Skip to main content

An: Deutscher Bundestag

Antisemitismus als Antidiskriminierungsmerkmal im AGG aufnehmen!

Ich fordere den deutschen Bundestag auf, der gestiegenen antisemitischen Bedrohungslage in unserer Gesellschaft, mit einer Ergänzung des Merkmalbezugs "Antisemitismus" im Allgemeinen Gleichbehandlungsgesetz entgegenzutreten, um Jüdinnen_Juden umfänglichen Schutz über unsere Gesetzeslage zu gewährleisten zu können.

Warum ist das wichtig?

Jüdinnen_Juden sehen sich in unserer Gesellschaft mit umfassenden Bedrohungslagen konfrontiert, werden zusehends aus öffentlichen Räumen verdrängt und dort nicht selten psychisch und physisch angegriffen, wie u.a. aktuelle Fallzahlen von RIAS belegen. Die deutsche Zivilgesellschaft reagiert nach Jahren mit zahlreichen Großdemonstrationen auf den Rechtsruck in unserer Gesellschaft.

Antisemitismus befindet sich aber in allen gesellschaftlichen Milieus und hat eine lange anhaltende Kontinuität in unserer Kultur, welche in der Öffentlichkeit oft noch zu wenig beachtet wird. Weder lässt sich der Antisemitismus unter Rassismus subsumieren und damit unerwähnt bleiben, noch stellt der inzwischen offen zur Schau getragene israelbezogene Antisemitismus eine demokratische Meinungsäußerung dar und auch die antisemitisch motivierte Schuldabwehr ist hierzulande keine unbedeutende Ausnahme.

[Gespeicherte Einträge]
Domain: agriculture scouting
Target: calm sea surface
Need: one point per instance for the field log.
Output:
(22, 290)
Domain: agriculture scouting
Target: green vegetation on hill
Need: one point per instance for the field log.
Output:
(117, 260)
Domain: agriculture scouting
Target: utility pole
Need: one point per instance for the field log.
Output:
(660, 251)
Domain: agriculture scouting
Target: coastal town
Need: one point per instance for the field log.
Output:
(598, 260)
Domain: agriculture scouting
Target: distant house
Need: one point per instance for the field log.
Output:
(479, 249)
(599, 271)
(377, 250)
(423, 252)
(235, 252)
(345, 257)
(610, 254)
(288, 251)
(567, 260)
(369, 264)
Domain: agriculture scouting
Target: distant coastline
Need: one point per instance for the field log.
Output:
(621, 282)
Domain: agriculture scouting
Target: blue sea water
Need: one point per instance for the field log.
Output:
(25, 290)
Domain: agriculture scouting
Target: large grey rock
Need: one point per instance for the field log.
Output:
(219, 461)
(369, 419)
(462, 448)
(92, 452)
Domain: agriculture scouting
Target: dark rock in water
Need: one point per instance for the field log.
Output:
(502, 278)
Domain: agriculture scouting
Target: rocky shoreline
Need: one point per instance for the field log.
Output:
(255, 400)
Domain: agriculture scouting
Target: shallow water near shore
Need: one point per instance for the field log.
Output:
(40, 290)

...

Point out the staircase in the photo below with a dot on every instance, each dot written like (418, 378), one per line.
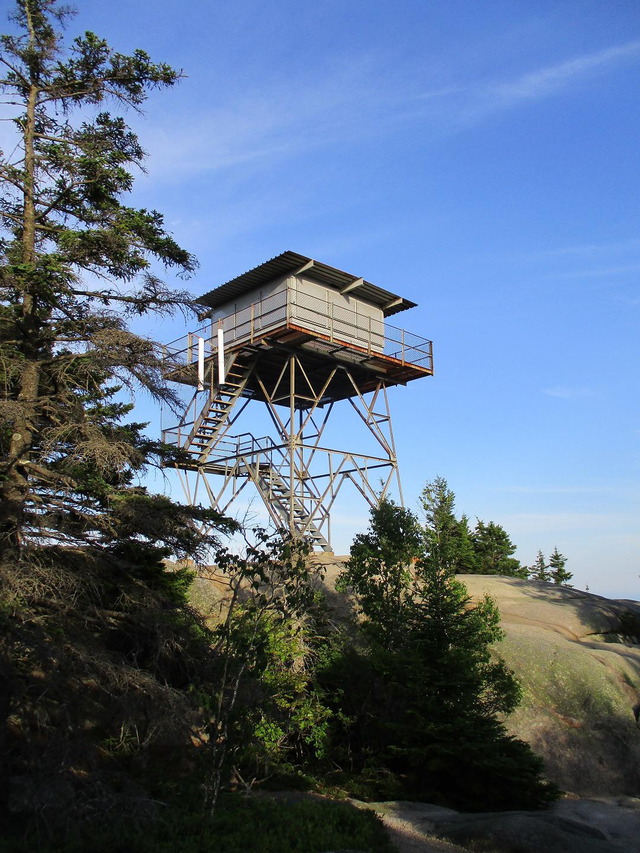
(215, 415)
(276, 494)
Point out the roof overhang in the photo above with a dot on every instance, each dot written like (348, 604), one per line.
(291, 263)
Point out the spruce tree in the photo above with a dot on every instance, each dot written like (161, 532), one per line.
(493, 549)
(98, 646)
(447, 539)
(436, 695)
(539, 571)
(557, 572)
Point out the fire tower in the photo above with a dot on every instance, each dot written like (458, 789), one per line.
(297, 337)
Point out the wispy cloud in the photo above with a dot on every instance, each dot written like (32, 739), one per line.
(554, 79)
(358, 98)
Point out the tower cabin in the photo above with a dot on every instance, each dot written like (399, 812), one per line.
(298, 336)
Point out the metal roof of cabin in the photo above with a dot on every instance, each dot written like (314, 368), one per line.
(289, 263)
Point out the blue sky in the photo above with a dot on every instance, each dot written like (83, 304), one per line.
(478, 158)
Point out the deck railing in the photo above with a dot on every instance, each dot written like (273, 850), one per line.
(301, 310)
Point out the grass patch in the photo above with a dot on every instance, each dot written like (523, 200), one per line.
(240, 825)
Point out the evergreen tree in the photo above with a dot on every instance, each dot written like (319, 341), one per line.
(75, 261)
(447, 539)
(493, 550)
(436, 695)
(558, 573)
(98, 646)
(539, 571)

Aufgabe 1
Auf wessen aktuelle Fallzahlen beruft sich die Petition zum Antisemitismus im AGG?
Aufgabe 2
Stimmen diese Aussagen mit der Petition zum Antisemitismus im AGG überein? Antworte jeweils mit Ja oder Nein und zitiere die entscheidenden Worte.
(a) Die Petition richtet sich an den Deutschen Bundestag.
(b) Laut der Petition lässt sich Antisemitismus unter Rassismus fassen.
(c) Laut der Petition findet sich Antisemitismus nur in einzelnen Milieus.
Aufgabe 3
Schreib die Petition zum Antisemitismus im AGG nach ihrem letzten Satz weiter.

Antwort 1
Auf die Fallzahlen von RIAS.

Antwort 2
(a) Ja: „An: Deutscher Bundestag“
(b) Nein: „Weder lässt sich der Antisemitismus unter Rassismus subsumieren“
(c) Nein: „Antisemitismus befindet sich aber in allen gesellschaftlichen Milieus“

Antwort 3
Die mediale Öffentlichkeit als auch Zivilgesellschaft lassen es recht häufig an Sensibilität und Kritik in solchen Fragen mangeln und verfügen über unzureichende Kritikfähigkeit und Sensibilität für das antisemitische Ressentiment, wodurch Jüdinnen_Juden von der Solidarität durch die Gemeinschaft nicht selten ausgeschlossen bleiben.

Diese mangelnde Sensibilisierung spiegelt sich auch im Allgemeinen Gleichbehandlungsgesetz (AGG) wider, welches Bürgerinnen*Bürger vor Diskriminierung schützen soll. Hierbei gibt es eine deutliche Diskrepanz zwischen den gegenwärtigen Formen antisemitischer Alltagserfahrungen und deren Erfassung durch das AGG. Da das AGG als das zentrale Erfassungsinstrument für Diskriminierungserfahrungen im Alltag dient, etwa durch spezialisierte Beratungseinrichtungen, ist diese Tatsache von zentraler Bedeutung, damit Jüdinnen_Juden sich in Deutschland sicher fühlen können.

Eine eindeutige Definition von jüdischen Identitäten ist jedoch zu komplex, um durch die bislang verankerten Merkmalskategorien im AGG abgebildet werden zu können, was für gravierende Lücken in unserer Gesetzeslage sorgt.

Eine Erfassung von Diskriminierung über die Merkmale "Herkunft" und "Religion" greift hierbei deutlich zu kurz. Jüdinnen_juden lassen sich sowohl als Volk, als auch als Religionsgemeinschaft definieren, aber nicht einseitig zuordnen. Jüdische Identität wird sowohl über kulturelle Tradierungen, als auch über die Abstammung (in orthodoxer Tradition über die Mutter) in ihrer Identität geformt. Anhand der Zugehörigkeit zum Judentum lassen sich also keine haltbaren Rückschlüsse zu den Merkmalen der Religiosität oder Herkunft erfassen.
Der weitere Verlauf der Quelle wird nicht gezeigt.